Given request: Write out exactly the lines running from the one with "Identify the red firefighter" to the end of the data, including both of those lines and excluding pictures.

Entries:

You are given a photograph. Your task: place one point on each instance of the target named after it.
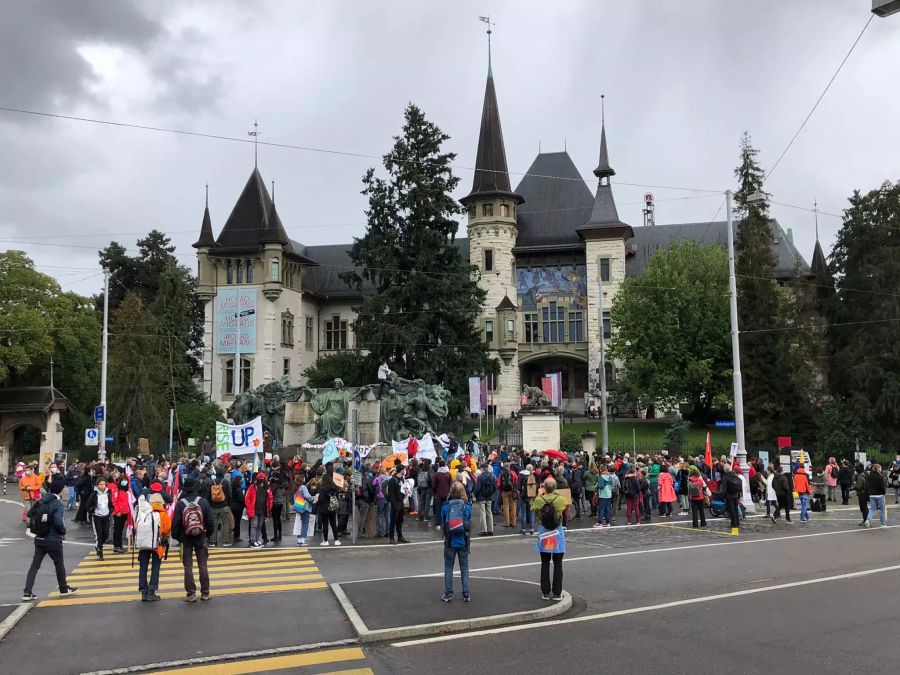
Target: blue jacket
(58, 523)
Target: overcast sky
(683, 80)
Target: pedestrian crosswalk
(346, 661)
(232, 572)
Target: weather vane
(255, 134)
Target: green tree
(771, 398)
(672, 329)
(138, 375)
(422, 313)
(353, 367)
(864, 315)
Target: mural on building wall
(236, 321)
(566, 282)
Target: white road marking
(649, 608)
(667, 549)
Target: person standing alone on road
(456, 517)
(551, 539)
(193, 524)
(875, 489)
(46, 522)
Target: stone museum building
(273, 306)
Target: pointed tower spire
(206, 239)
(604, 215)
(491, 173)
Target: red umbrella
(556, 454)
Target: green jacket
(559, 503)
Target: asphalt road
(817, 597)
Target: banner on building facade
(236, 321)
(475, 395)
(239, 439)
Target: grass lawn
(649, 435)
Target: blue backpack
(457, 524)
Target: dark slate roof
(491, 173)
(647, 240)
(603, 167)
(506, 303)
(206, 238)
(557, 203)
(819, 267)
(31, 400)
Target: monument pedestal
(540, 430)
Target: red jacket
(250, 501)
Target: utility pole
(604, 421)
(736, 359)
(103, 368)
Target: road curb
(384, 634)
(15, 616)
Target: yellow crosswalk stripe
(135, 597)
(275, 663)
(219, 577)
(219, 581)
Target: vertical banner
(475, 395)
(236, 321)
(547, 387)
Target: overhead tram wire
(821, 96)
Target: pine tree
(422, 314)
(864, 314)
(771, 400)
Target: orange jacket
(801, 482)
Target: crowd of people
(201, 502)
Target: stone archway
(38, 407)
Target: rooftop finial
(487, 20)
(255, 134)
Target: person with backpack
(47, 524)
(152, 528)
(258, 502)
(100, 508)
(220, 501)
(485, 486)
(508, 484)
(192, 525)
(302, 506)
(456, 519)
(551, 539)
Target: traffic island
(412, 607)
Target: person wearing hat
(194, 544)
(49, 528)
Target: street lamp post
(736, 359)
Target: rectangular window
(335, 334)
(554, 323)
(310, 335)
(531, 329)
(576, 327)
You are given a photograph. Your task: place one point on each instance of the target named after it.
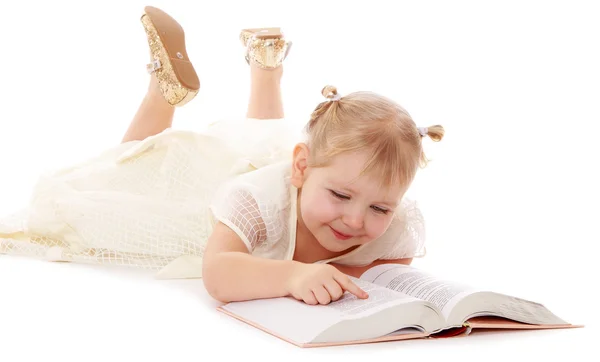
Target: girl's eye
(339, 196)
(380, 210)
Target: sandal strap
(155, 65)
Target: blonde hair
(367, 121)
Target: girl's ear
(299, 164)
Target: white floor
(75, 313)
(510, 198)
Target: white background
(510, 196)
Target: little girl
(247, 209)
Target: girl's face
(342, 208)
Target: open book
(403, 303)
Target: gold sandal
(176, 76)
(265, 47)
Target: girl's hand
(320, 284)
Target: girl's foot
(265, 47)
(170, 64)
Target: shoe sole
(167, 43)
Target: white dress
(152, 204)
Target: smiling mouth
(339, 235)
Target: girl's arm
(230, 273)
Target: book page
(419, 284)
(517, 309)
(295, 320)
(349, 306)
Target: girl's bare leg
(153, 116)
(265, 93)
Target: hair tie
(336, 97)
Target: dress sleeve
(236, 206)
(405, 238)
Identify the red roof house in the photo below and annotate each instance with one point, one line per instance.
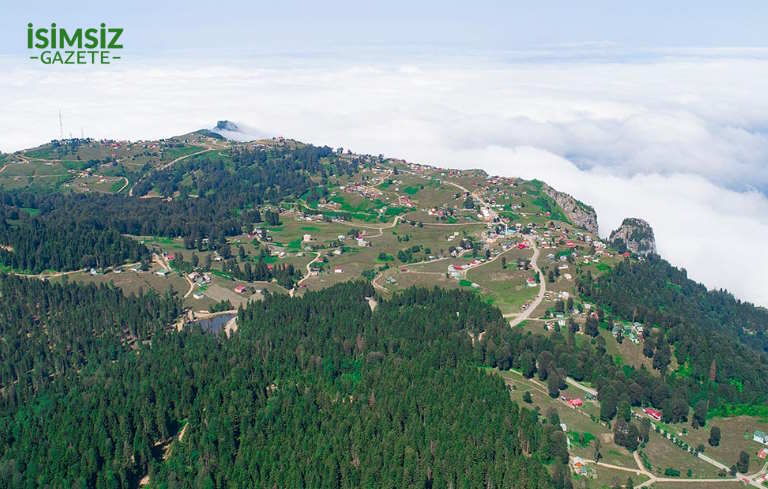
(654, 413)
(575, 402)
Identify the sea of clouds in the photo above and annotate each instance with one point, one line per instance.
(677, 138)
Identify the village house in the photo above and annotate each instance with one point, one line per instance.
(760, 437)
(653, 413)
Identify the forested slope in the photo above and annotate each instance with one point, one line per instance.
(317, 391)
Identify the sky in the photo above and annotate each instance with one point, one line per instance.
(651, 110)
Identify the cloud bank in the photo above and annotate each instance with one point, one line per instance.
(679, 140)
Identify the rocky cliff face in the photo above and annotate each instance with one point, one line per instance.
(634, 235)
(579, 213)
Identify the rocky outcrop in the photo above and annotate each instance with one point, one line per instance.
(634, 235)
(227, 126)
(579, 213)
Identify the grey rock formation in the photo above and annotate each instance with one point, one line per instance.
(579, 213)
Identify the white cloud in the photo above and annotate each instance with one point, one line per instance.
(679, 141)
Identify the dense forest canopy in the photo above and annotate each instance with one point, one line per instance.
(722, 340)
(215, 195)
(317, 391)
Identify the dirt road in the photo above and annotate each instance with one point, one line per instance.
(542, 288)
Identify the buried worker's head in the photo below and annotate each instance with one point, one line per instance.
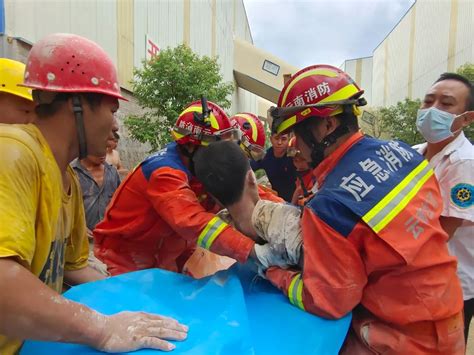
(201, 123)
(320, 104)
(225, 172)
(16, 103)
(448, 107)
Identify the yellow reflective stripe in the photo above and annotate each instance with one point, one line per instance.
(176, 135)
(324, 72)
(286, 124)
(379, 206)
(397, 199)
(212, 118)
(211, 232)
(341, 94)
(252, 124)
(295, 292)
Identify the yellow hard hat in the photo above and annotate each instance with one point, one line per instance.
(11, 74)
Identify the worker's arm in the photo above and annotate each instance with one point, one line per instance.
(80, 276)
(173, 199)
(279, 225)
(31, 310)
(333, 275)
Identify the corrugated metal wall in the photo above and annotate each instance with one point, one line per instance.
(434, 36)
(120, 27)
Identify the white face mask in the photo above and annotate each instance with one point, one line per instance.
(434, 124)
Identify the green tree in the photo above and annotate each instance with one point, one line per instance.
(400, 121)
(467, 70)
(166, 84)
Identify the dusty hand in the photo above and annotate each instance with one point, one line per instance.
(130, 331)
(466, 118)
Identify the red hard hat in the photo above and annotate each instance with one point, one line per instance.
(63, 62)
(190, 129)
(325, 86)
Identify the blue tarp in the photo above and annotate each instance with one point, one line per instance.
(232, 312)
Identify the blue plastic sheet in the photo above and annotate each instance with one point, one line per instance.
(232, 312)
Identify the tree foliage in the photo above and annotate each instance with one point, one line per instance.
(166, 84)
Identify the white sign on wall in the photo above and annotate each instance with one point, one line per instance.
(152, 49)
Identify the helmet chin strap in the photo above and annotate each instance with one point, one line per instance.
(318, 148)
(190, 156)
(81, 132)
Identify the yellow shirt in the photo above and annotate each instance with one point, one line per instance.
(41, 226)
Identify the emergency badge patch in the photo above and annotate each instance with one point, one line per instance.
(462, 195)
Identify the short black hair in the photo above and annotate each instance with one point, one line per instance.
(222, 168)
(44, 110)
(465, 81)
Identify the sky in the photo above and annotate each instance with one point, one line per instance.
(305, 32)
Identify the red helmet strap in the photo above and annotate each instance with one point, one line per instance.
(80, 128)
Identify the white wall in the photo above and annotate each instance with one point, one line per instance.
(433, 27)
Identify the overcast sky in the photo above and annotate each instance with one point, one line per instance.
(304, 32)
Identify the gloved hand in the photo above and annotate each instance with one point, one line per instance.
(130, 331)
(225, 216)
(279, 225)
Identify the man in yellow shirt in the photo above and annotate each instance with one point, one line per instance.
(42, 226)
(16, 102)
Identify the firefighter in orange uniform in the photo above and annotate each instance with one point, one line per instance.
(252, 143)
(160, 213)
(372, 240)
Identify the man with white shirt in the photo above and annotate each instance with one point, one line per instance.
(447, 108)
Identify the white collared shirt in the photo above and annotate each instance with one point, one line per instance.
(454, 169)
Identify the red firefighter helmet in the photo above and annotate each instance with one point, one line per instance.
(192, 126)
(253, 134)
(318, 90)
(63, 62)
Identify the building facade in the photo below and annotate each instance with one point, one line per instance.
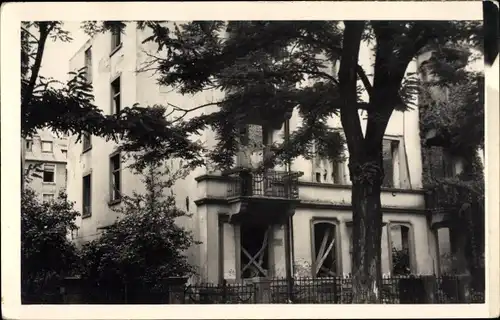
(250, 225)
(46, 153)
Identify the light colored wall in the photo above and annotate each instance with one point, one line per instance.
(56, 157)
(403, 126)
(96, 161)
(302, 238)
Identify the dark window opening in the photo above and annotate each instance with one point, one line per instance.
(116, 95)
(325, 253)
(115, 163)
(87, 142)
(88, 64)
(389, 148)
(87, 196)
(116, 39)
(49, 173)
(254, 251)
(400, 250)
(29, 145)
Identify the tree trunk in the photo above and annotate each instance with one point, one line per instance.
(367, 235)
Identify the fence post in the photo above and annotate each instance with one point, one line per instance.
(262, 294)
(176, 290)
(430, 285)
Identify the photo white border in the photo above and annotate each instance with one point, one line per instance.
(13, 13)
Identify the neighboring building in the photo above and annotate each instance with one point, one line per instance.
(245, 236)
(46, 153)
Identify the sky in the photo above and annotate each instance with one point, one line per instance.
(55, 62)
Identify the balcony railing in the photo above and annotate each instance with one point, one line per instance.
(276, 184)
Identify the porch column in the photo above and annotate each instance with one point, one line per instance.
(385, 253)
(278, 251)
(229, 251)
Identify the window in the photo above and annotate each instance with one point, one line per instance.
(48, 197)
(116, 96)
(400, 249)
(87, 142)
(88, 64)
(324, 244)
(254, 243)
(29, 145)
(439, 163)
(115, 165)
(390, 158)
(49, 173)
(47, 146)
(116, 39)
(87, 196)
(326, 170)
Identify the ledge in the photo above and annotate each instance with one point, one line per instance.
(87, 150)
(115, 50)
(313, 205)
(213, 177)
(112, 203)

Full output:
Identify the red firefighter helmet in the photo above and annotate each instance with one point, one line per instance.
(192, 126)
(253, 134)
(318, 90)
(63, 62)
Identify the building facade in the photo below and annotate each instance with one point, one line per instance.
(250, 225)
(46, 153)
Identify the light colored wall in the photo above and annotate each instance with one point, one line per instance.
(56, 157)
(403, 126)
(96, 161)
(302, 238)
Identify the dark window opening in the photo above and annotate each instance with one point, one line per instance.
(116, 95)
(325, 253)
(115, 163)
(87, 142)
(88, 64)
(389, 148)
(87, 196)
(116, 39)
(49, 173)
(254, 251)
(400, 250)
(29, 145)
Identify the tree trunk in the photo above and annotate each instance with one point, one line per instance.
(367, 235)
Identify the fence post in the photo above and annotate each instance with one point, one line per instance.
(262, 294)
(176, 290)
(430, 285)
Identify the photo white border in the photo above and annotate each instance with one point, one line per instance.
(13, 13)
Identify the neighboring building in the photo above and annotate each instance with one point, one line per instance.
(245, 236)
(46, 153)
Identify the sky in the photo above and annotate each instance with one point, one line per instance.
(55, 62)
Identify the balcony railing in the photo above and annotate each instance with one point, one line per instance.
(276, 184)
Identify the porch column in the photo above and annotate each instance with one point, one line per instance.
(385, 253)
(278, 251)
(229, 251)
Identify the window in the photo above and annotate each instance with one point, one line per instance.
(48, 197)
(116, 96)
(400, 249)
(87, 142)
(88, 64)
(324, 244)
(254, 243)
(29, 145)
(439, 163)
(115, 165)
(390, 158)
(49, 173)
(47, 146)
(116, 39)
(87, 196)
(326, 170)
Identify the ledge in the photo above and annotate each instance with one point, one line per instance.
(87, 150)
(115, 50)
(313, 205)
(213, 177)
(112, 203)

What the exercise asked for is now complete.